Collected data entries
◆ ◆ ◆
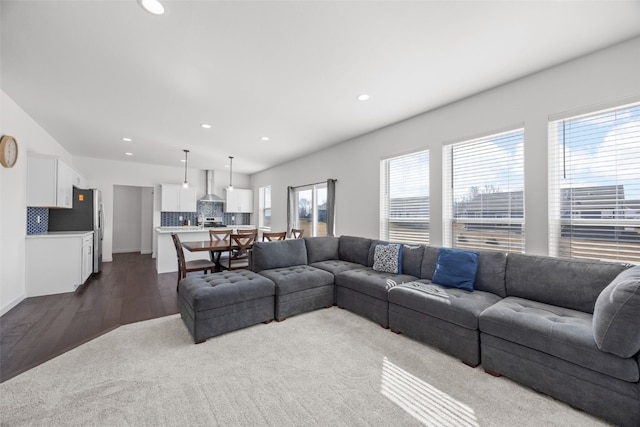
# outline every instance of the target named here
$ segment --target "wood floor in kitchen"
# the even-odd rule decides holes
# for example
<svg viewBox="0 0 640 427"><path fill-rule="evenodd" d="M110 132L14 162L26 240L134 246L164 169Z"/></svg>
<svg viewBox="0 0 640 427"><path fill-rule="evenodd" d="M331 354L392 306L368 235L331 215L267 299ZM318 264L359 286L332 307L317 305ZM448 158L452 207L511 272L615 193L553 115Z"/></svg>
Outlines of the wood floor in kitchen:
<svg viewBox="0 0 640 427"><path fill-rule="evenodd" d="M0 382L120 325L178 313L177 273L155 259L113 254L74 293L27 298L0 317Z"/></svg>

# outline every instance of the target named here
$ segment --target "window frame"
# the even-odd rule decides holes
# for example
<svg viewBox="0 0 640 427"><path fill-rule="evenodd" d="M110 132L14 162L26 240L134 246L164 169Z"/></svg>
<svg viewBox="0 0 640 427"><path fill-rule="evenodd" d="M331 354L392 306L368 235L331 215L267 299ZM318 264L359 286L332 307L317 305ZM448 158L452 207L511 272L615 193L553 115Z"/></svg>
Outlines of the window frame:
<svg viewBox="0 0 640 427"><path fill-rule="evenodd" d="M397 162L396 165L393 165ZM392 168L403 168L414 166L416 170L411 175L397 175L392 172ZM380 203L379 203L379 238L384 241L429 244L431 211L430 211L430 152L429 149L413 151L411 153L388 157L380 160ZM402 197L394 192L391 187L392 181L401 179L407 181L413 187L410 193L413 196L405 196L405 202L393 203L392 200L400 200ZM424 184L423 184L424 179ZM399 183L395 183L399 185ZM426 186L426 194L420 187ZM402 190L400 191L402 192ZM421 198L426 198L421 202ZM411 200L413 199L413 200ZM424 203L422 206L421 204ZM425 211L426 215L420 215ZM412 215L413 214L413 215ZM402 226L405 224L405 227ZM424 224L424 227L421 225ZM412 231L414 227L416 231Z"/></svg>
<svg viewBox="0 0 640 427"><path fill-rule="evenodd" d="M296 187L294 190L294 197L295 197L295 207L296 207L296 211L295 211L295 216L294 216L294 220L293 223L295 225L294 228L301 228L305 230L305 237L321 237L321 236L326 236L327 235L327 230L325 228L325 233L324 234L318 234L318 224L321 222L319 221L319 212L320 210L318 209L318 190L324 189L325 193L328 192L327 189L327 183L323 182L323 183L318 183L318 184L310 184L310 185L304 185L301 187ZM302 226L300 224L300 193L303 191L309 191L311 190L311 223L310 223L310 230L309 233L306 233L307 228ZM327 197L328 194L325 194L325 199ZM325 200L325 205L326 205L326 200ZM326 219L325 219L325 224L326 224Z"/></svg>
<svg viewBox="0 0 640 427"><path fill-rule="evenodd" d="M525 210L524 210L524 198L525 198L525 181L524 181L524 137L525 137L525 129L524 124L518 124L517 126L509 127L503 130L493 131L491 133L486 133L480 136L475 136L472 138L466 138L464 140L458 140L454 142L449 142L443 147L443 241L446 246L452 248L459 249L467 249L467 250L499 250L503 252L515 252L515 253L524 253L525 252ZM517 140L519 142L512 142L511 139ZM521 188L521 190L515 191L495 191L496 188L499 188L499 185L496 186L496 183L492 184L484 184L478 185L476 187L477 193L474 195L471 191L473 187L469 187L469 197L472 197L471 200L468 201L469 204L473 202L476 198L480 200L481 208L478 210L479 217L477 216L460 216L459 209L460 205L463 201L456 201L455 192L455 170L459 165L455 164L455 150L458 149L469 149L469 152L472 153L474 150L480 152L482 149L482 144L491 144L495 142L504 142L506 147L498 148L502 150L515 150L516 153L520 150L521 154L517 156L513 156L513 162L510 158L506 159L506 163L501 160L501 165L506 164L508 169L513 168L521 168L521 179L520 180L511 180L511 175L507 174L507 187L510 189L512 186L517 188ZM512 145L511 145L512 144ZM521 144L521 147L517 145ZM475 145L475 147L474 147ZM492 148L488 146L488 148ZM477 158L474 160L477 162ZM518 164L514 164L514 163ZM482 163L484 167L487 166L488 163ZM517 174L514 174L517 176ZM518 185L519 184L519 185ZM482 197L483 195L489 195L487 197ZM508 209L509 216L502 216L496 214L493 217L489 216L489 211L485 211L483 206L484 199L491 199L491 194L508 194ZM520 195L520 196L519 196ZM518 203L518 199L521 198L522 202ZM460 199L460 196L458 196ZM494 198L495 199L495 198ZM515 200L515 205L513 204ZM457 206L456 206L457 204ZM518 207L521 204L521 210L513 211L513 207ZM522 212L521 216L514 216L514 213ZM480 239L487 239L481 244L476 244L473 242L473 238L471 242L465 241L463 239L467 239L467 237L460 236L458 230L474 230L478 232L478 236ZM514 236L513 231L517 230L518 235ZM491 231L494 233L501 233L494 236L489 237ZM506 231L506 235L504 232ZM472 234L472 233L470 233Z"/></svg>
<svg viewBox="0 0 640 427"><path fill-rule="evenodd" d="M268 196L267 197L267 190ZM267 206L268 199L268 206ZM258 228L265 231L271 230L271 184L258 189ZM266 211L269 210L269 225L265 225Z"/></svg>
<svg viewBox="0 0 640 427"><path fill-rule="evenodd" d="M617 130L628 124L626 116L637 117L631 122L637 124L623 137ZM607 126L610 129L600 140ZM632 237L640 239L640 217L626 218L625 212L635 205L640 214L640 198L626 198L629 190L640 192L640 184L634 186L636 180L624 176L624 164L636 159L640 162L640 150L618 155L620 147L634 147L636 141L640 144L640 100L549 117L548 133L549 255L640 264L640 256L635 255L640 253L640 241L629 241ZM606 147L609 135L613 135L615 145ZM580 154L588 150L597 151L585 161ZM581 170L585 164L592 176ZM598 178L601 170L607 174ZM629 182L632 184L625 194Z"/></svg>

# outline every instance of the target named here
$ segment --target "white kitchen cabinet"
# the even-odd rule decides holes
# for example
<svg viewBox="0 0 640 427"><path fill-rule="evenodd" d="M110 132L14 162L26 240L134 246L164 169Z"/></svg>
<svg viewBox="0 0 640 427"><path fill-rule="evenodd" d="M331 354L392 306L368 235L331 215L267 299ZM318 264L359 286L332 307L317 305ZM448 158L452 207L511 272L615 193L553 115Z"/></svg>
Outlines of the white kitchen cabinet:
<svg viewBox="0 0 640 427"><path fill-rule="evenodd" d="M74 292L93 271L93 231L59 231L26 239L27 296Z"/></svg>
<svg viewBox="0 0 640 427"><path fill-rule="evenodd" d="M73 207L73 170L57 157L29 153L27 206Z"/></svg>
<svg viewBox="0 0 640 427"><path fill-rule="evenodd" d="M160 187L162 212L197 212L194 187L184 188L180 184L162 184Z"/></svg>
<svg viewBox="0 0 640 427"><path fill-rule="evenodd" d="M93 273L93 234L82 238L82 283Z"/></svg>
<svg viewBox="0 0 640 427"><path fill-rule="evenodd" d="M253 190L234 188L227 190L224 211L230 213L252 213L253 212Z"/></svg>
◆ ◆ ◆
_Problem requirements_:
An exact reprint of the records above is required, with all pictures left out.

_Answer space_:
# outline every instance of the target named here
$ segment --target "wood floor in kitchen"
# the even-odd rule decides holes
# for example
<svg viewBox="0 0 640 427"><path fill-rule="evenodd" d="M110 132L14 162L26 240L134 246L164 169Z"/></svg>
<svg viewBox="0 0 640 427"><path fill-rule="evenodd" d="M331 354L392 306L368 235L331 215L267 299ZM318 264L359 286L332 307L317 305ZM448 158L452 207L511 272L615 193L553 115Z"/></svg>
Outlines of the wood floor in kitchen:
<svg viewBox="0 0 640 427"><path fill-rule="evenodd" d="M0 382L120 325L178 313L177 273L155 259L113 254L74 293L27 298L0 317Z"/></svg>

# outline every instance of the target named here
$ segment --target "window frame"
# the even-odd rule decides holes
# for example
<svg viewBox="0 0 640 427"><path fill-rule="evenodd" d="M110 132L14 162L26 240L134 246L164 169Z"/></svg>
<svg viewBox="0 0 640 427"><path fill-rule="evenodd" d="M331 354L392 306L368 235L331 215L267 299ZM318 264L359 286L332 307L317 305ZM448 158L452 207L511 272L615 193L553 115Z"/></svg>
Outlines of the window frame:
<svg viewBox="0 0 640 427"><path fill-rule="evenodd" d="M397 162L396 165L393 165ZM392 168L403 168L414 166L416 170L411 175L397 175L392 172ZM380 203L379 203L379 238L384 241L429 244L431 211L430 211L430 152L429 149L413 151L411 153L388 157L380 160ZM402 197L394 192L391 187L392 181L401 179L407 181L413 187L410 193L413 196L405 196L405 202L393 203L392 200L400 200ZM424 184L423 184L424 179ZM399 183L395 183L399 185ZM426 186L426 194L420 187ZM402 190L400 191L402 192ZM421 198L426 198L421 202ZM411 200L413 199L413 200ZM424 203L422 206L421 204ZM425 211L426 215L420 215ZM412 215L413 214L413 215ZM402 226L405 224L405 227ZM424 224L424 227L421 225ZM412 231L414 227L416 231Z"/></svg>
<svg viewBox="0 0 640 427"><path fill-rule="evenodd" d="M296 187L294 190L294 197L295 197L295 207L296 207L296 211L295 211L295 216L294 216L294 220L293 223L295 225L294 228L301 228L305 230L305 237L321 237L321 236L326 236L327 235L327 230L325 228L325 233L324 234L318 234L318 224L321 222L319 221L319 212L320 210L318 209L318 190L324 189L325 193L328 192L327 189L327 183L323 182L323 183L318 183L318 184L310 184L310 185L304 185L301 187ZM302 226L300 224L300 193L303 191L309 191L311 190L311 223L310 223L310 230L309 233L306 233L307 228ZM327 197L328 194L325 194L325 199ZM325 200L325 205L326 205L326 200ZM326 219L325 219L325 224L326 224Z"/></svg>
<svg viewBox="0 0 640 427"><path fill-rule="evenodd" d="M525 210L524 210L524 198L525 198L525 181L524 181L524 137L525 137L525 129L524 124L518 124L517 126L509 127L503 130L493 131L491 133L486 133L480 136L475 136L472 138L466 138L464 140L458 140L454 142L449 142L443 147L443 241L446 246L452 248L459 249L467 249L467 250L499 250L503 252L515 252L515 253L524 253L525 252ZM517 140L519 142L512 142L511 139ZM521 188L521 190L515 191L495 191L496 188L499 188L499 185L496 186L496 183L492 184L484 184L478 185L476 187L477 193L474 195L471 191L473 187L469 187L469 197L472 197L471 200L468 201L469 204L473 202L476 198L480 200L481 208L478 210L479 217L477 216L460 216L459 209L460 205L463 201L456 201L455 192L455 170L459 165L455 164L455 150L458 149L469 149L469 152L472 153L474 150L480 152L482 149L482 144L491 144L495 142L504 142L506 147L498 148L502 150L515 150L516 153L520 150L521 154L517 156L513 156L513 162L510 158L506 159L506 163L501 160L501 165L506 164L508 169L513 168L521 168L521 179L520 180L511 180L511 175L507 174L507 187L510 189L512 186L517 188ZM512 145L511 145L512 144ZM521 144L521 147L517 145ZM475 145L475 147L474 147ZM492 148L488 146L488 148ZM477 158L474 160L477 162ZM518 164L514 164L514 163ZM482 163L484 167L487 166L488 163ZM517 174L514 174L517 176ZM518 185L519 184L519 185ZM482 197L483 195L489 195L487 197ZM508 209L509 216L502 216L496 214L493 217L489 216L489 211L485 211L483 206L484 199L491 199L491 194L508 194ZM520 195L520 196L519 196ZM518 203L518 199L521 198L522 202ZM460 199L460 196L458 196ZM494 198L495 199L495 198ZM515 200L515 205L513 204ZM457 206L456 206L457 204ZM518 207L521 204L521 210L513 211L513 207ZM522 212L521 216L514 216L514 213ZM480 239L487 239L481 244L476 244L473 242L473 238L471 242L465 241L463 239L467 239L467 237L460 236L458 230L474 230L478 232L478 236ZM514 236L513 231L517 230L518 235ZM491 231L494 233L501 233L494 236L489 237ZM506 231L506 235L504 232ZM472 234L472 233L470 233Z"/></svg>
<svg viewBox="0 0 640 427"><path fill-rule="evenodd" d="M268 196L267 197L267 190ZM267 206L268 199L268 206ZM258 228L265 231L271 230L271 184L258 189ZM266 211L269 210L269 225L265 225Z"/></svg>
<svg viewBox="0 0 640 427"><path fill-rule="evenodd" d="M617 130L628 124L626 116L637 117L631 122L637 124L623 137ZM607 126L610 129L600 140ZM632 237L640 239L640 217L626 218L625 212L635 205L640 214L640 198L626 198L629 190L640 192L640 184L634 186L636 180L624 176L624 164L636 159L640 162L640 150L618 155L620 147L634 147L636 141L640 144L640 100L549 117L548 133L549 255L640 264L640 256L635 255L640 253L640 241L629 241ZM606 147L609 135L613 135L615 145ZM580 154L588 150L597 151L585 161ZM581 170L585 164L592 176ZM598 178L601 170L607 174ZM629 182L632 184L625 194Z"/></svg>

# outline every instance of the target named here
$ segment --target "white kitchen cabinet"
# the even-odd rule decides holes
# for example
<svg viewBox="0 0 640 427"><path fill-rule="evenodd" d="M110 132L14 162L26 240L134 246L164 169Z"/></svg>
<svg viewBox="0 0 640 427"><path fill-rule="evenodd" d="M331 354L392 306L368 235L331 215L267 299ZM318 264L359 286L332 307L317 305ZM448 158L452 207L511 272L615 193L553 115Z"/></svg>
Outlines of the white kitchen cabinet:
<svg viewBox="0 0 640 427"><path fill-rule="evenodd" d="M74 292L93 271L93 231L59 231L26 239L27 296Z"/></svg>
<svg viewBox="0 0 640 427"><path fill-rule="evenodd" d="M73 207L73 170L57 157L29 153L27 206Z"/></svg>
<svg viewBox="0 0 640 427"><path fill-rule="evenodd" d="M160 187L162 212L197 212L194 187L184 188L180 184L162 184Z"/></svg>
<svg viewBox="0 0 640 427"><path fill-rule="evenodd" d="M93 273L93 234L82 238L82 283Z"/></svg>
<svg viewBox="0 0 640 427"><path fill-rule="evenodd" d="M253 190L234 188L227 190L224 211L230 213L252 213L253 212Z"/></svg>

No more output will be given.